*DESCRIPTION OF THE TASK:* Working from the top of the records below, reproduce each line exactly, ending once you have written the line containing "Scan for bush in the image above.".

[Excerpts from a dataset]
•••••

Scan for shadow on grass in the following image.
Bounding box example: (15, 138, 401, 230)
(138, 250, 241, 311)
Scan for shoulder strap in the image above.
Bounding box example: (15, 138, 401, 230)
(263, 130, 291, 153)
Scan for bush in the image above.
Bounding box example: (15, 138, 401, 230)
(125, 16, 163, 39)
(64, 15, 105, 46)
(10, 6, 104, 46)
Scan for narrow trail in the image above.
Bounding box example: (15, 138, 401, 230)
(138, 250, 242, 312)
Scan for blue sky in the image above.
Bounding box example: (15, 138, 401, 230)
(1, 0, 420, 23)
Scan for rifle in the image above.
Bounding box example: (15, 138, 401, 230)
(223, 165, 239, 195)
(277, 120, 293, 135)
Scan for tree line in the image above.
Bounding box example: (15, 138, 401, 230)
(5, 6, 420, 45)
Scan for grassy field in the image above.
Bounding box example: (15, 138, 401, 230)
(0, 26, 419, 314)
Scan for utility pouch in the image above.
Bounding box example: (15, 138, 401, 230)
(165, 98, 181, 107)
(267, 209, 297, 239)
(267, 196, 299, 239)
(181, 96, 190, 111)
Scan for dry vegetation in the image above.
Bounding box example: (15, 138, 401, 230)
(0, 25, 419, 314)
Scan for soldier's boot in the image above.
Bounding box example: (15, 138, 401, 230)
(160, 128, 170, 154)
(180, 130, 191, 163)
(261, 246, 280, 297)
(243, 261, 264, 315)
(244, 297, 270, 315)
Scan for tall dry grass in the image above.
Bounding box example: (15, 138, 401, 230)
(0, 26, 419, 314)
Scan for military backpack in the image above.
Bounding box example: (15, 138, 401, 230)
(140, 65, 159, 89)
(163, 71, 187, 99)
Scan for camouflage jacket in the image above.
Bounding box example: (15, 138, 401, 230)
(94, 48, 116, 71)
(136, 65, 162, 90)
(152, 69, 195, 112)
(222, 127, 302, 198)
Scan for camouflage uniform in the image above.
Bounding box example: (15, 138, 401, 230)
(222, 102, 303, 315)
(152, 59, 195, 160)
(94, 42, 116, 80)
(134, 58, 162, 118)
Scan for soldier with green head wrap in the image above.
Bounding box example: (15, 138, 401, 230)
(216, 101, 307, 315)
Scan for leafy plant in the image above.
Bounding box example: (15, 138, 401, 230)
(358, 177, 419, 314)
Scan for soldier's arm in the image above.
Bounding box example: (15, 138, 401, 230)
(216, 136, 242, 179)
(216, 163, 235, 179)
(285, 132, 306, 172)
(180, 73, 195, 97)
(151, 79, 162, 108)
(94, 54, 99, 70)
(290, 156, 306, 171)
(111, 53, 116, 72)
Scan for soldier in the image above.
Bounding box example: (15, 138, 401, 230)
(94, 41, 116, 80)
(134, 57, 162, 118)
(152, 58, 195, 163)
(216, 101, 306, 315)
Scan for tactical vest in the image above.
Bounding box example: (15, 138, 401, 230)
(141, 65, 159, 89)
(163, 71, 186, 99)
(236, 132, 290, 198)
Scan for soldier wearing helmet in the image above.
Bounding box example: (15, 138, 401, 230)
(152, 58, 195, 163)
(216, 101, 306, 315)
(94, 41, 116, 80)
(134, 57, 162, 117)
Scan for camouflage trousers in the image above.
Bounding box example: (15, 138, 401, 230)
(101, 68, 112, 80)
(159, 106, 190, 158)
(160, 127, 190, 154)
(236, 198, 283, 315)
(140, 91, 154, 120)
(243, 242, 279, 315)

•••••

*ANSWER SPACE:*
Scan for shadow on grass in the following image.
Bounding box example: (15, 138, 401, 230)
(138, 250, 241, 311)
Scan for shoulder strap in the image above.
Bounding box example: (15, 138, 401, 230)
(263, 130, 291, 153)
Scan for bush in the image above.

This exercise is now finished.